Иван Сергеевич Соколов-Микитов родился 30 мая 1892 года в урочище Осеки близ Калуги в семье Сергея Никитича Соколова (от имени деда добавка к фамилии: Микитов), управляющего лесным имением. Его далекие годы прошли в лесной смоленской деревне Кислово на реке Гордоте... Умер Иван Сергеевич 20 февраля 1975 года в московской квартире на проспекте Мира; согласно завещанию, его тело кремировали; урна с прахом захоронена на семейном кладбище в Гатчине под Ленинградом. В той же могиле покоится прах ненадолго пережившей мужа Лидии Ивановны...
Давайте представим себе этот жизненный срок — целую историческую эпоху с величайшими в истории человечества социальными катаклизмами, бурями; в муках рождающийся мир и единственный компас — сердце писателя, преисполненное любви к материнской, отчей земле, России; желание блага своей Родине, решимость разделить ее судьбу, помочь ей делом и словом.
Хотя сам Иван Сергеевич едва ли мерил свои деяния этой мерой; врожденную, из доброго семейного воспитания вынесенную скромность он сохранил на всю жизнь, культивировал ее в себе как основное правило поведения; таким мы помним его живого, таким он является нам в своих сочинениях.
В последней книге Соколова-Микитова «Давние встречи» (она вышла после смерти писателя), в рассказе «Свидание с детством», есть предельно откровенные, исповедальные строки об отношении писателя к своей родине: «Россия была для меня тем самым миром, в котором я жил, двигался, которым дышал. Я не замечал этой среды, России, как рыба не замечает воды, в которой живет; я сам был Россия, человек с печальной, нерадостной судьбой...»

· · · · ·

- Список заданий:
1 > Пожалуйста, перепишите слово в слово часть текста о Соколове-Микитове, начиная с «Давайте представим себе» и заканчивая «в своих сочинениях.».
2 > Где умер Иван Сергеевич, согласно тексту о Соколове-Микитове?
3 > Перечислите всех людей, которых текст о Соколове-Микитове называет по имени.

- Исходные данные:

· · · · ·

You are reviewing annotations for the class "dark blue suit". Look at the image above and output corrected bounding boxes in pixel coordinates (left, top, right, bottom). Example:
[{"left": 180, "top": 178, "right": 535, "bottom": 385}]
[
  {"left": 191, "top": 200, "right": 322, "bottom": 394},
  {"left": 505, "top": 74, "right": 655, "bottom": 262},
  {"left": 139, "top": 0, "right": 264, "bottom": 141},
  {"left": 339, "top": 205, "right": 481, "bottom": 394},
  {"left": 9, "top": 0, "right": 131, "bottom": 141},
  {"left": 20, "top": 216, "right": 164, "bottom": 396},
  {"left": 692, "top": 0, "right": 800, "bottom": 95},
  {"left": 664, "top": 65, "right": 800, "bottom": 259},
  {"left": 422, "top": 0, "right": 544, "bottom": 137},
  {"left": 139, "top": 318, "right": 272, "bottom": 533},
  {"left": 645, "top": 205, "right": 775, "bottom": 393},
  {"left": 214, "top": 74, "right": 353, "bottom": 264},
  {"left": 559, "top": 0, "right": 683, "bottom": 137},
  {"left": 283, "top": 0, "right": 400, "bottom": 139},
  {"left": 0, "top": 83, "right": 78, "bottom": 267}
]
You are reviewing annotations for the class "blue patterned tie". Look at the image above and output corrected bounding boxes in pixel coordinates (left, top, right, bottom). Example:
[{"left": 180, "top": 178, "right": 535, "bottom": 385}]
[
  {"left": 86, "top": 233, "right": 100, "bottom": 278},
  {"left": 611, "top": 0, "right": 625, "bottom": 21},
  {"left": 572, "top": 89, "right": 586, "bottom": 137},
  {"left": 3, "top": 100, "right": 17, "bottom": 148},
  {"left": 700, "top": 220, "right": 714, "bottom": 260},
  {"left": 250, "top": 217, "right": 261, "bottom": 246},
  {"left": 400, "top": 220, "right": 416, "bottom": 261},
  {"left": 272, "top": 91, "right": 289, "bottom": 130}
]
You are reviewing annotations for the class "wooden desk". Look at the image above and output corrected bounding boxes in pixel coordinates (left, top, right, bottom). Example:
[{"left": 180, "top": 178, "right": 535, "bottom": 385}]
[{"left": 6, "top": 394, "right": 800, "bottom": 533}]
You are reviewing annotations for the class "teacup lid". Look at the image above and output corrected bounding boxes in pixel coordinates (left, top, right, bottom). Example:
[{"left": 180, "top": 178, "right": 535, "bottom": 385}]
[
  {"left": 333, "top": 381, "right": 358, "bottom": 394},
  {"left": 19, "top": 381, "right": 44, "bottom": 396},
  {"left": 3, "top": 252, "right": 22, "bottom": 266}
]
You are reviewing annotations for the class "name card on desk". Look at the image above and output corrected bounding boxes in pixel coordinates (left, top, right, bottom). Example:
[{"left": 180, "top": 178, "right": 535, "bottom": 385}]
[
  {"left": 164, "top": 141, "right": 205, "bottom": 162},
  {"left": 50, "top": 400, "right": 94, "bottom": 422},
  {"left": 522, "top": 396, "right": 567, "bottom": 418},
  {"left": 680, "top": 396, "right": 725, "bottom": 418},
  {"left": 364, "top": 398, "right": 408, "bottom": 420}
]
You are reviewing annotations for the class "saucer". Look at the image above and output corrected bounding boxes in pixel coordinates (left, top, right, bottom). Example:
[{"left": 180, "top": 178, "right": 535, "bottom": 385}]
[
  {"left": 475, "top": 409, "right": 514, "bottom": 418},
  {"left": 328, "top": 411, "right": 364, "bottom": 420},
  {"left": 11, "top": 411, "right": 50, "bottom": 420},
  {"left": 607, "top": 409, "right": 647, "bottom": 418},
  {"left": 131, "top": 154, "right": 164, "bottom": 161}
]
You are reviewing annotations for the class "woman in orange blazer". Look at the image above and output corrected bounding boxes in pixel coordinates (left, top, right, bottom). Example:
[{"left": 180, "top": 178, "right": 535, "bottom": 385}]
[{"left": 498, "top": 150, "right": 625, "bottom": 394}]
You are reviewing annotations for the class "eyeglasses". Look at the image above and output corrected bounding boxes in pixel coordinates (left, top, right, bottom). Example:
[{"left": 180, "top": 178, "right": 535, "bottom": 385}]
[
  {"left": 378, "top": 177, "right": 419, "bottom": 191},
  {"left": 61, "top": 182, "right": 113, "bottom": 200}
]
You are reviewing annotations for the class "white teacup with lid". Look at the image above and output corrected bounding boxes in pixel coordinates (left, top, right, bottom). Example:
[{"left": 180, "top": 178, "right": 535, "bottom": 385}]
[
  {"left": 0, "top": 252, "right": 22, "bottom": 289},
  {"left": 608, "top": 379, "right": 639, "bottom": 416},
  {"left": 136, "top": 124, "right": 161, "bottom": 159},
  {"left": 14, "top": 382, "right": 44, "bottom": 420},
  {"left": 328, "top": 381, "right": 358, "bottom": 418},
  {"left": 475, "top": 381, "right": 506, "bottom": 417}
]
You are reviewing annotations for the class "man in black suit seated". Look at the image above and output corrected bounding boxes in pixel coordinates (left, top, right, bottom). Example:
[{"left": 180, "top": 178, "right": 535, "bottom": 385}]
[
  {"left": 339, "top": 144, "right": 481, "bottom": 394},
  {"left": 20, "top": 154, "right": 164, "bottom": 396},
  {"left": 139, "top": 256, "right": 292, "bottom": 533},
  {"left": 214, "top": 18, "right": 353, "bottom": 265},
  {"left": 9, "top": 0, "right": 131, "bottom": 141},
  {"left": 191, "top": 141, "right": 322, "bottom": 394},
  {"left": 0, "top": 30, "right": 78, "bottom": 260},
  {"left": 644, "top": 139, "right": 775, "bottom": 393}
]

· · · · ·

- Ответы по порядку:
1 >
Давайте представим себе этот жизненный срок — целую историческую эпоху с величайшими в истории человечества социальными катаклизмами, бурями; в муках рождающийся мир и единственный компас — сердце писателя, преисполненное любви к материнской, отчей земле, России; желание блага своей Родине, решимость разделить ее судьбу, помочь ей делом и словом.
Хотя сам Иван Сергеевич едва ли мерил свои деяния этой мерой; врожденную, из доброго семейного воспитания вынесенную скромность он сохранил на всю жизнь, культивировал ее в себе как основное правило поведения; таким мы помним его живого, таким он является нам в своих сочинениях.

2 > В московской квартире на проспекте Мира.

3 > Иван Сергеевич Соколов-Микитов, Сергей Никитич Соколов, Лидия Ивановна